• Exercise aim: All lines from the one containing "Target: blurred green foliage" to the end of the data below are to be returned exactly, both ends included, with nothing added.

Input for this task Start Marker

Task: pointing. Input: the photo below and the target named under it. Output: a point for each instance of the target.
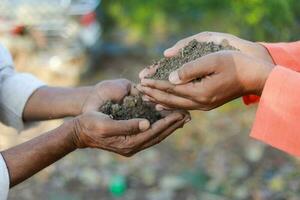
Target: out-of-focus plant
(152, 22)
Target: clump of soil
(190, 52)
(131, 107)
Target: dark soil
(131, 107)
(190, 52)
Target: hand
(249, 48)
(209, 81)
(125, 137)
(114, 90)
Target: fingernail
(168, 51)
(159, 107)
(139, 88)
(187, 120)
(174, 78)
(144, 125)
(144, 82)
(145, 98)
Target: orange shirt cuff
(277, 117)
(285, 54)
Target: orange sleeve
(278, 113)
(284, 54)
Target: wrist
(263, 53)
(76, 100)
(263, 76)
(71, 137)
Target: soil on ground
(190, 52)
(131, 107)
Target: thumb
(127, 127)
(196, 69)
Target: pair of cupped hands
(221, 77)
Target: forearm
(28, 158)
(55, 102)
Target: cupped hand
(125, 137)
(209, 81)
(252, 49)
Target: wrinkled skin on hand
(125, 137)
(207, 82)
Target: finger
(186, 90)
(134, 91)
(165, 133)
(125, 127)
(160, 107)
(148, 71)
(156, 128)
(196, 69)
(170, 100)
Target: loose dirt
(131, 107)
(135, 107)
(192, 51)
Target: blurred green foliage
(154, 21)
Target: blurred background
(81, 42)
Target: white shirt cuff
(15, 91)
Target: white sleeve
(4, 179)
(15, 90)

Input for this task End Marker

• Written answer:
Target: blurred green foliage
(154, 21)
Target: blurred background
(81, 42)
Target: white shirt cuff
(15, 91)
Target: white sleeve
(4, 179)
(15, 90)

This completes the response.